Collected data
○ ○ ○ ○

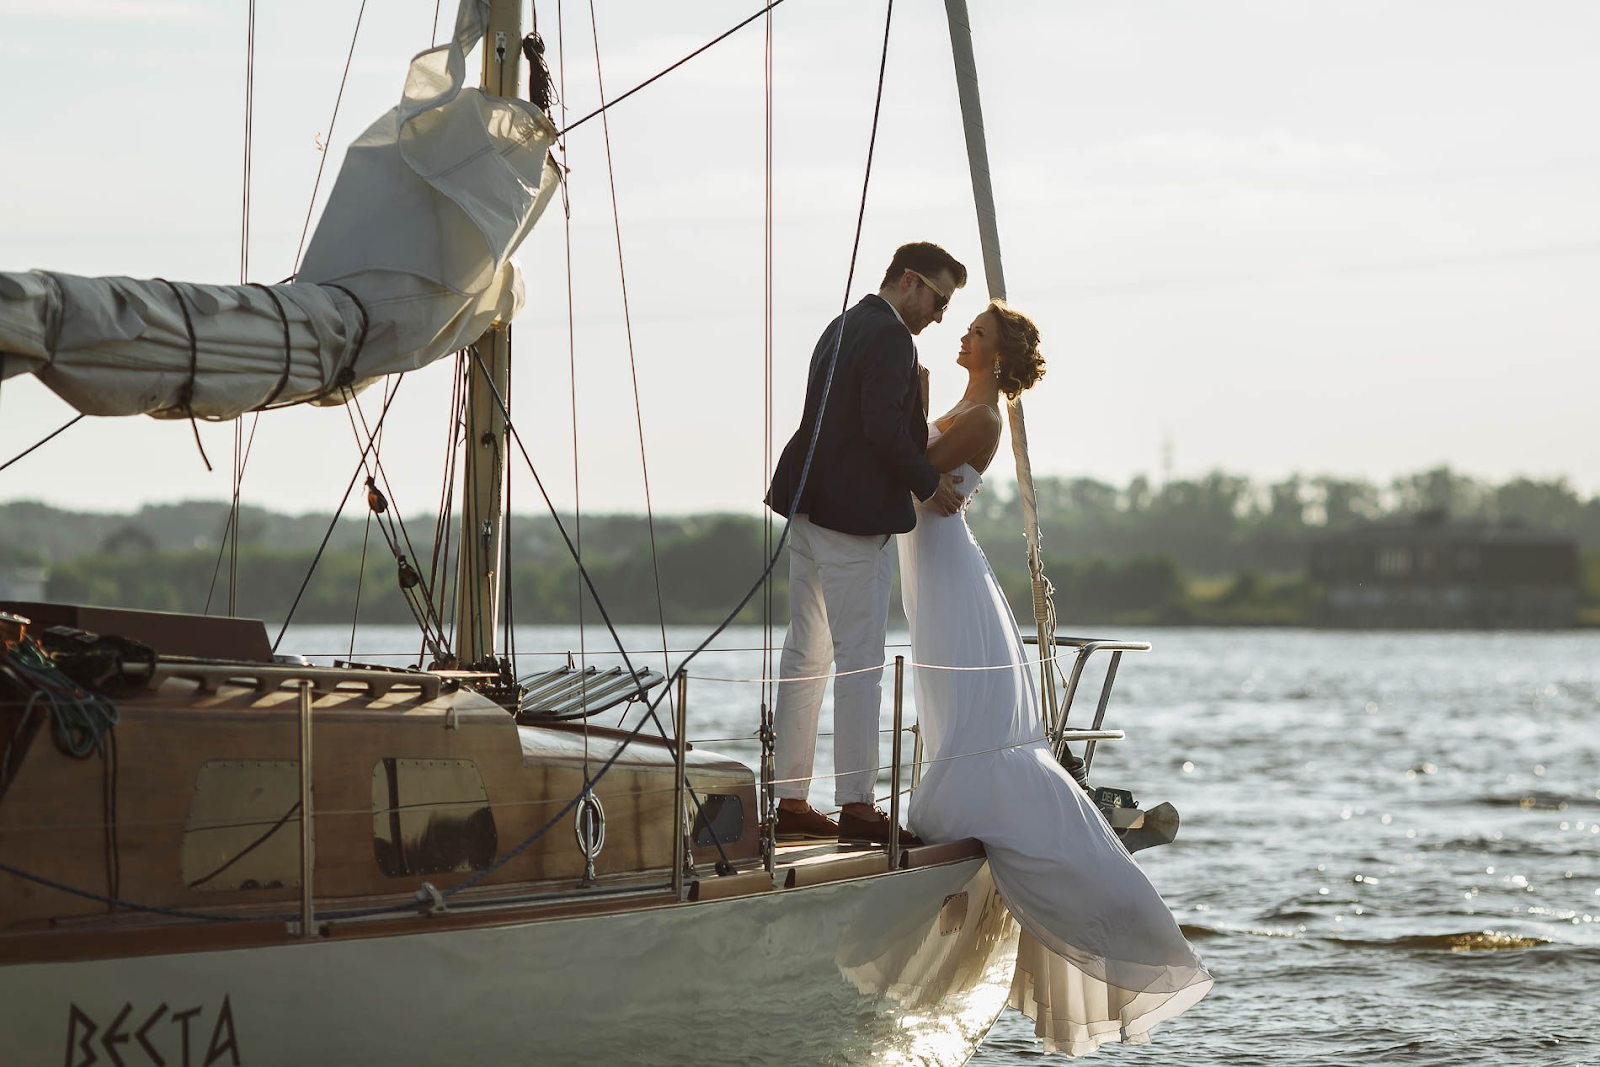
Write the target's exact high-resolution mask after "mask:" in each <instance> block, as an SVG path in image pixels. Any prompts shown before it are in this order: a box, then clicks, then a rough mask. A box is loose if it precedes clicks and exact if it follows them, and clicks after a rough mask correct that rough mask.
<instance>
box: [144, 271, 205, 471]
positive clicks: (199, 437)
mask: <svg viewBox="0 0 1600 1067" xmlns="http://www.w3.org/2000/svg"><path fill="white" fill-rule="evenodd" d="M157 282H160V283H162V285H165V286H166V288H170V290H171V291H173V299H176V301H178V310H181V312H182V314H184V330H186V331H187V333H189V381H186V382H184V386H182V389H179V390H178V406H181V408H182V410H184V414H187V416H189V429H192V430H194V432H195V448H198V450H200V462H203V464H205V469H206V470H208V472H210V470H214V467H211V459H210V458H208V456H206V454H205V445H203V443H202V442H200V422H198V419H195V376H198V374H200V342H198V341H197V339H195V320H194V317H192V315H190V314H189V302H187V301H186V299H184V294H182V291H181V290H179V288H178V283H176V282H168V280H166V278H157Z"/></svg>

○ ○ ○ ○

#### [ACTION ITEM]
Work out the number of lines in the records containing the word "instance". Write only that number.

#### [FINAL ANSWER]
2